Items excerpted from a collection
** begin **
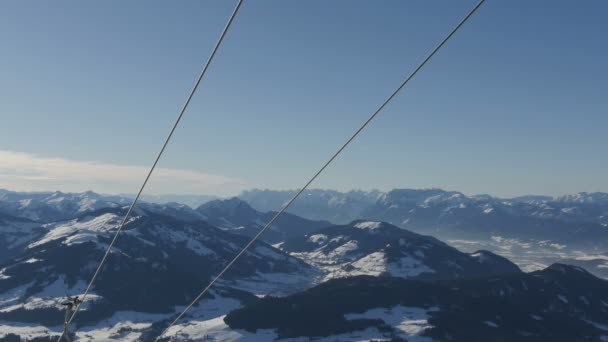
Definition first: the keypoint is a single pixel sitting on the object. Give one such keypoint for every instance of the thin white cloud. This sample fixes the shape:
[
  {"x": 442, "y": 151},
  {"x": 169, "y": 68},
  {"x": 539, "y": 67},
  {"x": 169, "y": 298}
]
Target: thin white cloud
** end **
** begin **
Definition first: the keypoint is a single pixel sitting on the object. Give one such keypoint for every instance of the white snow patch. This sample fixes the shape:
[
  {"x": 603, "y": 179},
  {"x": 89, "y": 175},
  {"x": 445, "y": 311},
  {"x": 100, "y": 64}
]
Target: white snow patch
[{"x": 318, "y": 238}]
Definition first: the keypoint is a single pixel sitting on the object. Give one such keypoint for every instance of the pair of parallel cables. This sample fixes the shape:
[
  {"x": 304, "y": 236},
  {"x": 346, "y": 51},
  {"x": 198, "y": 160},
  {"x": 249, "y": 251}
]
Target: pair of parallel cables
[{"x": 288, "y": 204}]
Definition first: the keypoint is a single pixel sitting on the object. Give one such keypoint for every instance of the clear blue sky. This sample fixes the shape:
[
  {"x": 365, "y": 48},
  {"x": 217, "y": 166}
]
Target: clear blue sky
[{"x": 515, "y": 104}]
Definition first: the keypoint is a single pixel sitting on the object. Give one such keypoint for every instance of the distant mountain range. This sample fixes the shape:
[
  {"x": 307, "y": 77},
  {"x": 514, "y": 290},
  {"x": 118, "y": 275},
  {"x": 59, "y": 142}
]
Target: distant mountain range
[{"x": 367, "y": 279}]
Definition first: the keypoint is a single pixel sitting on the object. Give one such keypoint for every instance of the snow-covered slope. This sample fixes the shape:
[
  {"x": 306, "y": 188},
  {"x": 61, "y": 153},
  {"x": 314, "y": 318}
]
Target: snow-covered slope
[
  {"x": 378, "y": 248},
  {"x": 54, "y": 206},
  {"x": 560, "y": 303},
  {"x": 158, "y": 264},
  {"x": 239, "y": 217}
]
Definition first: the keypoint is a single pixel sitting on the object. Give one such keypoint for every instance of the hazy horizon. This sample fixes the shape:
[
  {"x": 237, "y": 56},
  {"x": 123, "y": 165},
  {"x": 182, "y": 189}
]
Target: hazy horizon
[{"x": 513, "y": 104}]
** end **
__Written instruction__. Give the section of the items that opens with the line containing "of the thin" and closes with the line containing "Target: thin white cloud" as a JSON list of strings, one string per line and blank lines omitted.

__Answer to the exercise__.
[
  "Definition first: the keypoint is a single pixel sitting on the object. Give one such keypoint for every instance of the thin white cloud. This sample fixes the shape:",
  "[",
  "  {\"x\": 442, \"y\": 151},",
  "  {\"x\": 169, \"y\": 68},",
  "  {\"x\": 539, \"y\": 67},",
  "  {\"x\": 169, \"y\": 298}",
  "]",
  "Target: thin white cloud"
]